[start of PROVIDED DATA]

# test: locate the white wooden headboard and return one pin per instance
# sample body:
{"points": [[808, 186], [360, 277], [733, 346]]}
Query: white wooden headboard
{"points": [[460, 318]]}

[end of PROVIDED DATA]

### PROMPT
Update the lines above by changing every "headboard" to "bed frame" and leaving everything else as it is.

### COMPLETE RESPONSE
# test: locate the white wooden bed frame and return one pin per instance
# sample body:
{"points": [[808, 186], [360, 277], [733, 346]]}
Query: white wooden bed frame
{"points": [[460, 318]]}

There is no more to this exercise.